── Seçilen Pasaj

İNSAN… Bahtına fenâ ile
fânî olmak yazılmış hilkât…
Yaratılışı
itibariyle Bâkî olanı işaret eden müzeyyen varlık…
Bâkî
olana yöneldiği kadar, hayata iz bırakacak, bekâyı hak edecek olan…
Kâinatta
yaratılmış ne varsa, henüz keşfi mümkün olmamış pek çok şey dâhil, insanın
hizmetine sunulmuş. Neden? Yüzlerce asır yaşamakta olan insanın, kendine ve
kendinden sonrakilere yaşanabilir bir dünya bırakması, fark etmesi, şükretmesi,
sabretmesi ve fehmetmesi için... Salih amel işleyip sabredenler, şükredenler bu
sebeple müstesna kılınıyor “İlâhî Vahiy”de.
Bir
de kodlarına “iz bırakmak” yazılmış insanlar var ki, işte onların gayretleri,
söyledikleri ve eyledikleriyle önce zihinler donanıyor ve sonrasında ilmin,
irfanın ve hele hele hikmetin yol aydınlatan ışığı ile medeniyetler inşâ
ediliyor.
Önce
zihni ve kalbi sancılanıyor insanın. Varoluşunu sorguluyor ve var olmanın
mesuliyeti üzerinden kültürünü oluşturuyor. Kendi tarihini yazıyor. Bunu kâh
sözü, kâh müziği, sineması, kalemi ya da sanatıyla gerçekleştiriyor. Ve işte
insanın var olma gebeliği, mesuliyet sancılarıyla medeniyetler doğuruyor!

────
── Sağlanan Liste

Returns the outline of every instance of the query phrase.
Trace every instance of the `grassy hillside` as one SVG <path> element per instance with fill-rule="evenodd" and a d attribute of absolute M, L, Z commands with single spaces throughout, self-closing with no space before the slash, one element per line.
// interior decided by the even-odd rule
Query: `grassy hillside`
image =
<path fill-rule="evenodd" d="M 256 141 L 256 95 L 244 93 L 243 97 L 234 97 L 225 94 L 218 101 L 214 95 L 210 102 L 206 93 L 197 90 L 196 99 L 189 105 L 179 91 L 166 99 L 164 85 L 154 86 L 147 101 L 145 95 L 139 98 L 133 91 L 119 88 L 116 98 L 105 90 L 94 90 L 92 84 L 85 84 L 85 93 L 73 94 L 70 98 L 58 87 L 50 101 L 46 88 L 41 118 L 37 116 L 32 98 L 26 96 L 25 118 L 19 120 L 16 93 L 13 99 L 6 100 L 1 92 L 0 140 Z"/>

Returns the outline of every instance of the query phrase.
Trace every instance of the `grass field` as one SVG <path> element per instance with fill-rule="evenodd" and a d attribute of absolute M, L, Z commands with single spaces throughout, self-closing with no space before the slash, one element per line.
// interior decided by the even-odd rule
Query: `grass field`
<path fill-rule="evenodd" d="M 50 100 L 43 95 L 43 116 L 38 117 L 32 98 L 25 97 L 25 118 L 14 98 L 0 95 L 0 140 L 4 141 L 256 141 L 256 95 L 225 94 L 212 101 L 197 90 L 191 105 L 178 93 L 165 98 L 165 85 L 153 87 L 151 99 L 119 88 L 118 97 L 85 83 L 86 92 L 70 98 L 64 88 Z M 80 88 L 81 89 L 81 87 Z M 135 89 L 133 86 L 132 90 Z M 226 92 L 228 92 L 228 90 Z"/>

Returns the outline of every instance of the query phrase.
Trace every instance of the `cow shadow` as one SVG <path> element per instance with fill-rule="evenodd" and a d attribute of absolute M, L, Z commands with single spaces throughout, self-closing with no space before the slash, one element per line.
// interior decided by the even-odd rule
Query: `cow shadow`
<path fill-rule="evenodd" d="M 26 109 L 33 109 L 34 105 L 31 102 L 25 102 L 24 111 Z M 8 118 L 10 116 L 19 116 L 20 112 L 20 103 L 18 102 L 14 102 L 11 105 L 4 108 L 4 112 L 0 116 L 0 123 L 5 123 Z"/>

────

• **Yapılacak İş**
İnsan ve medeniyet konulu pasajdaki “Varoluşunu sorguluyor ve var olmanın mesuliyeti üzerinden kültürünü oluşturuyor.” cümlesini İngilizceye çevirin. Listedeki kayıtların pasajla hiçbir ilgisi yoktur.

• **Yanıt**
Humankind questions its existence and builds its culture upon the responsibility of existing.